## Data provided:
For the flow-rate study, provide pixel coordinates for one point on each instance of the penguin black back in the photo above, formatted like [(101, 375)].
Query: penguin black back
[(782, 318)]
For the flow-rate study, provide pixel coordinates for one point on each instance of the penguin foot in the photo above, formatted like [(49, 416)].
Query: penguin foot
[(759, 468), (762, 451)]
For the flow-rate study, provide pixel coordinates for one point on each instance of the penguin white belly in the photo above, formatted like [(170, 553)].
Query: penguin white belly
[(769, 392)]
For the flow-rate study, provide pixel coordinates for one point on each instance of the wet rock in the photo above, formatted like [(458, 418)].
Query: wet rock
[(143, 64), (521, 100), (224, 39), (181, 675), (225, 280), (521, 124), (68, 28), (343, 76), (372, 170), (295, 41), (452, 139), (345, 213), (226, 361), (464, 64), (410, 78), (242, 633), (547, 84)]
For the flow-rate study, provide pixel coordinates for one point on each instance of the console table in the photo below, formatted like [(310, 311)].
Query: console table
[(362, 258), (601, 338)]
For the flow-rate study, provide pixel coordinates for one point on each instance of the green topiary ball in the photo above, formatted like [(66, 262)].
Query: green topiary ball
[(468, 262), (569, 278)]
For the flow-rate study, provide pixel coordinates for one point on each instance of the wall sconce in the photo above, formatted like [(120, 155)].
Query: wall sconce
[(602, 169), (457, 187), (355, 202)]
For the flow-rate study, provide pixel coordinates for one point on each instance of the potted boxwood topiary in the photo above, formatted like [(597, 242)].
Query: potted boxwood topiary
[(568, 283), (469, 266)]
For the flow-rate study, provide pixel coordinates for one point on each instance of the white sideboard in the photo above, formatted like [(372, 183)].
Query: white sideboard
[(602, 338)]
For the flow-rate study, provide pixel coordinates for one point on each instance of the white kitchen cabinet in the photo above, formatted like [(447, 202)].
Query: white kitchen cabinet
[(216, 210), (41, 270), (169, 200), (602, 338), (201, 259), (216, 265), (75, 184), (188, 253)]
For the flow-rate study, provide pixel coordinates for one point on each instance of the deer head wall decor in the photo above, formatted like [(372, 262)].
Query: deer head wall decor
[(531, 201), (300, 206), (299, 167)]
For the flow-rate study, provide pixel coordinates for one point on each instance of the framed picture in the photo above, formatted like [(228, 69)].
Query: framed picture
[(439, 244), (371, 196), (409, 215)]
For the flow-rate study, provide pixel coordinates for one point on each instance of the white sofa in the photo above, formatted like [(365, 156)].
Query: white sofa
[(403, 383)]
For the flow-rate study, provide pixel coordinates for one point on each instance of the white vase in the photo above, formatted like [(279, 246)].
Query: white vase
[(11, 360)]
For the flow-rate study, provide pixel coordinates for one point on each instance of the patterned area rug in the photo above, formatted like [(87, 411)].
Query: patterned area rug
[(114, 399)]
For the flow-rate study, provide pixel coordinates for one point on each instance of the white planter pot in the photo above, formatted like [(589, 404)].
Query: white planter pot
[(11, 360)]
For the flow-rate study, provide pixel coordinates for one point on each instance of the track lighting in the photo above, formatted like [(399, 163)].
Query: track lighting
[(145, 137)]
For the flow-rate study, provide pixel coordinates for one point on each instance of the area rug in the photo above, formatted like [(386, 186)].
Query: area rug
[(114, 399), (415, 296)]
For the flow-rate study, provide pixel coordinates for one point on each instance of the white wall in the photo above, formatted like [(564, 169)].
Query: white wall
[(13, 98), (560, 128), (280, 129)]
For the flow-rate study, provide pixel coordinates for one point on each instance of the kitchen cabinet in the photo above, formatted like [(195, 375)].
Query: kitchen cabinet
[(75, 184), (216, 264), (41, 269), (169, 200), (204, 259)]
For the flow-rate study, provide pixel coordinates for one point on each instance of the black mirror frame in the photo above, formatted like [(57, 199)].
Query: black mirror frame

## Work order:
Could you write out all the entries word for word?

## Finished task:
For the flow-rate study, provide pixel coordinates for one point on each instance of the penguin black back in the photo above, formatted like [(101, 375)].
Query: penguin black back
[(782, 318)]
For the flow-rate study, provide pixel coordinates for one point on each instance of the penguin foot in the photo above, formatted like [(49, 416)].
Query: penguin foot
[(759, 468), (762, 451)]
For the flow-rate study, provide pixel coordinates for one point on each instance of the penguin white belly in the photo above, formatted like [(170, 553)].
Query: penguin white belly
[(769, 392)]
For the flow-rate study, provide pixel coordinates for one point on each instance of the wet rock in the photo above, formatted like [(458, 418)].
Query: wet rock
[(143, 64), (521, 100), (224, 39), (181, 675), (225, 280), (521, 124), (68, 28), (343, 76), (372, 170), (295, 41), (452, 139), (345, 213), (226, 361), (464, 64), (410, 78), (242, 633), (547, 84)]
For the flow-rate study, provide pixel coordinates for one point on each instance of the console table in the photo below, formatted like [(310, 311)].
Query: console table
[(362, 258), (601, 338)]
For the flow-rate study, provide pixel coordinates for one point on each instance of the green topiary ball in the photo above, formatted like [(66, 262)].
Query: green topiary ball
[(468, 262), (569, 278)]
For the flow-rate study, provide pixel coordinates for one point on each instance of the wall sconce in the photo above, formatted like [(120, 155)].
Query: wall sconce
[(602, 169), (457, 187), (355, 202)]
For the flow-rate study, provide pixel coordinates for one point on each instance of the potted boxwood topiary in the photo above, formatted like [(597, 242)].
Query: potted boxwood topiary
[(568, 283), (469, 266)]
For the flow-rate study, provide pixel coordinates for one point on each instance of the white sideboard in the photo above, formatted like [(372, 183)].
Query: white sideboard
[(602, 338)]
For the flow-rate study, provide pixel coordinates for one point on each instance of the white kitchen cabinet in the photo above, formatted like [(447, 202)].
Query: white kitchen cabinet
[(216, 210), (41, 270), (169, 200), (602, 338), (201, 259), (216, 265), (75, 184), (188, 253)]
For the flow-rate study, provide pixel coordinates for one point on each instance of the deer head wall decor in the photo above, formatted like [(372, 262)].
Query: deer head wall decor
[(531, 201), (300, 206), (299, 167)]
For the flow-rate study, provide pixel coordinates for one point on each instance of the framed picture in the photo above, formatted like [(228, 69)].
Query: framed picture
[(439, 244), (371, 196), (409, 215)]
For the flow-rate study, provide pixel coordinates for one point on each instance of the white sofa in the photo above, formatted like [(365, 156)].
Query: white sofa
[(403, 383)]
For the flow-rate study, provide pixel coordinates for one point on each instance of the white vase in the photo above, formatted like [(279, 246)].
Query: white vase
[(11, 360)]
For the flow-rate study, provide pixel coordinates for one point on each instance of the patterned area rug in the photo above, formatted like [(87, 411)].
Query: patterned area rug
[(114, 399)]
For the flow-rate study, provide pixel coordinates for one point on each instance of the white planter pot in the photo above, formatted like [(589, 404)].
Query: white planter pot
[(11, 360)]
For the flow-rate study, provide pixel coordinates for one point on each instance of the track lighting in the photo above, formatted like [(399, 163)].
Query: track lighting
[(145, 137)]
For the flow-rate study, provide pixel coordinates for one point on each instance of the area rug in the photo above, formatted like [(386, 186)].
Query: area rug
[(114, 399), (415, 296)]
For the flow-rate study, provide pixel coordinates for one point on each instance of the white wall in the photo above, formatted like [(564, 169)].
Query: white wall
[(13, 98), (560, 128), (280, 129)]
For the flow-rate study, provide pixel coordinates for one point on each instance of the kitchen cabinet in the photo above, formatted like [(195, 375)].
Query: kitchen cabinet
[(75, 184), (216, 264), (41, 269), (169, 200), (204, 259)]
For the flow-rate study, provide pixel coordinates for one point on each instance of the black mirror frame in the photo above, formatted like [(57, 199)].
Query: black mirror frame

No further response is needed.